Please pick up the text about the Marathi offensive language dataset at its last sentence and continue writing it.

* [GIVEN TEXT]:
◆ ◆ ◆
This paper presents the following contributions:

1.
We release MOLD 2.0,^{Footnote 1} the largest annotated Marathi Offensive Language Dataset to date. MOLD 2.0 contains more than 3600 annotated tweets annotated using the popular OLID (Zampieri et al. 2019) three-level hierarchical annotation schema; (A) Offensive Language Detection (B) Categorization of Offensive Language (C) Offensive Language Target Identification.
2.
We experiment with several machine learning models including state-of-the-art transformer models to predict the type and target of offensive tweets in Marathi. To the best of our knowledge, the identification of types and targets of offensive posts have not been attempted on Marathi.
3.
We explore offensive language identification with cross-lingual embeddings and transfer learning. We take advantage of existing data in high-resource languages such as English and Hindi, to project predictions to Marathi. We show that transfer learning can improve the results on Marathi which could benefit a multitude of low-resource languages.
◆ ◆ ◆
* [INFORMATION PROVIDED]:
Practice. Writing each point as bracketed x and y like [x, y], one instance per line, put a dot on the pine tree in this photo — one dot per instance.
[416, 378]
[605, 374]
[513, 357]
◆ ◆ ◆
* [EXERCISE RESPONSE]:
4.
Finally, we investigate semi-supervised data augmentation. We create SeMOLD, a larger semi-supervised dataset with more than 8000 instances for Marathi. We use multiple machine learning models trained on the annotated training set and combine the scores following a similar methodology described in Rosenthal et al. (2021). We show that this semi-supervised dataset can be used to augment the training set which leads to improves results of machine learning models.

The development MOLD 2.0 and SeMOLD open exciting new avenues for research in Marathi offensive language identification. With these two resources, we aim to answer the following research questions:

RQ1: To which extent is it possible to identify types and targets of offensive posts in Marathi?
RQ2: Our second research question addresses data scarcity, a known challenge for low-resource NLP. We divide it in two parts as follows:
- RQ2.1: How does data size influences performance in Marathi offensive language identification?
- RQ2.2: Do available resources from resource-rich languages combine with transfer-learning techniques aid the identification of types and targets in Marathi offensive language identification?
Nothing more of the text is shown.